### Description of the task
Output, with no changes, the span of lines that opens with the line containing "the blue construction" and closes with the last line.

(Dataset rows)
# # # # # # #

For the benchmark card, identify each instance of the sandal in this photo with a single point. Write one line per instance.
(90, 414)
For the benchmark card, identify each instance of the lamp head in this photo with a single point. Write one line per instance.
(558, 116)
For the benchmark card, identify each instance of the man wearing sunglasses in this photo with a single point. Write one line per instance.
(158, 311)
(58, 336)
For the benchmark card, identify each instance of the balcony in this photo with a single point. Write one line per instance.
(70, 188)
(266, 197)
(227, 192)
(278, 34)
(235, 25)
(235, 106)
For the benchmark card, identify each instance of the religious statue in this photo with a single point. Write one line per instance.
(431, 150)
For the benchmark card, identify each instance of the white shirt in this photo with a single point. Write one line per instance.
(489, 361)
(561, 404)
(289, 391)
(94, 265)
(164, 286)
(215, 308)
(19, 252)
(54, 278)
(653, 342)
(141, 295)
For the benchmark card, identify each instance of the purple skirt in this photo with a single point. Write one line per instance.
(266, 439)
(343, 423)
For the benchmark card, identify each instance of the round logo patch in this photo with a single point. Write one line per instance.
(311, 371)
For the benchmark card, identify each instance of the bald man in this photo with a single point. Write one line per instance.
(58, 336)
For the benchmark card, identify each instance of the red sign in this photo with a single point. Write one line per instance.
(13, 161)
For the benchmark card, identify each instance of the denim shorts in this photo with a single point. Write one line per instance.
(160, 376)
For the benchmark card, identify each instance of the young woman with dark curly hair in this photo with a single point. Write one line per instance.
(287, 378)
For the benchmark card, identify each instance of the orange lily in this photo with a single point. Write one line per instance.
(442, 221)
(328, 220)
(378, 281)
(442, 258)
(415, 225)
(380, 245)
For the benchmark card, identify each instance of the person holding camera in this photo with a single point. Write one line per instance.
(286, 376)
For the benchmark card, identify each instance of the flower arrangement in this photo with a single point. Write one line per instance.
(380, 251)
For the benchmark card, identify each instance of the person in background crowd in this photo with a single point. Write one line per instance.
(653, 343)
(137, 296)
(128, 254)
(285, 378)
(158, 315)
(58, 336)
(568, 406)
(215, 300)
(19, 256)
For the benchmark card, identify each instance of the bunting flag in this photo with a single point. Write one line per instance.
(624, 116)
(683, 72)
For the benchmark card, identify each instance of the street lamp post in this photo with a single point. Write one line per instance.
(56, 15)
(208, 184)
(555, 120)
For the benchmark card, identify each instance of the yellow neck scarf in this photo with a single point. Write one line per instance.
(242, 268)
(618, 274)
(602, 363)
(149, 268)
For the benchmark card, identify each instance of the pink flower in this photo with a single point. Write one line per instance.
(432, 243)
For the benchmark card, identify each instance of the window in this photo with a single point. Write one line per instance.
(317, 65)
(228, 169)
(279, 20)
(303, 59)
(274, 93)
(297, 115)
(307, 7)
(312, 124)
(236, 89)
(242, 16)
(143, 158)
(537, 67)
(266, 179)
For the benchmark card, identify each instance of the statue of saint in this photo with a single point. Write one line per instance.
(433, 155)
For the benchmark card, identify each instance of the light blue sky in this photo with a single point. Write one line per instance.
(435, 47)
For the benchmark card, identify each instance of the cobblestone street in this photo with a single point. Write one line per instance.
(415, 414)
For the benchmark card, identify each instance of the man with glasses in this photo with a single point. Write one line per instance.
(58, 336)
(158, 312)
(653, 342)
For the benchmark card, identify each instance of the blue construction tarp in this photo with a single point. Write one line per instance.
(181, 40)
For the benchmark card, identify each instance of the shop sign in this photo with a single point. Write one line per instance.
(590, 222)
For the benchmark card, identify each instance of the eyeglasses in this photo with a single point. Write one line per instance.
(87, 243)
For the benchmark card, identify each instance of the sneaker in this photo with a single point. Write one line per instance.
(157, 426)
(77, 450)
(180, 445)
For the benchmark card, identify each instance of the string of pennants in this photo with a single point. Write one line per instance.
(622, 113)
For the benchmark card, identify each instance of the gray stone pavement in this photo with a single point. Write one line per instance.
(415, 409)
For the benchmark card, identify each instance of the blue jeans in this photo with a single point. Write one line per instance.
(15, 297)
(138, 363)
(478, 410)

# # # # # # #

### Result of this task
For the benchmark card, identify each instance of the blue construction tarp in this photo with a single point. Write one line per instance.
(181, 40)
For the benchmark card, identify each instance of the shop sign in this photo with a single point. Write one line per instance.
(590, 222)
For the benchmark card, identify each instance of the eyeglasses in this photo with a single point. Write one line per instance.
(87, 243)
For the benchmark card, identify each instance of the sneaker in this photo with a single point. Write one line per instance.
(157, 426)
(77, 450)
(180, 445)
For the benchmark card, identify each instance of the string of pennants in this photo with a single point. Write one line per instance.
(622, 113)
For the benchmark card, identify each instance of the gray stone pavement in this photo with a single point. Write one line per instance.
(415, 409)
For the benchmark card, identify each instance of the blue jeans in this photo with a single point. Write one line per instance.
(15, 297)
(138, 363)
(478, 410)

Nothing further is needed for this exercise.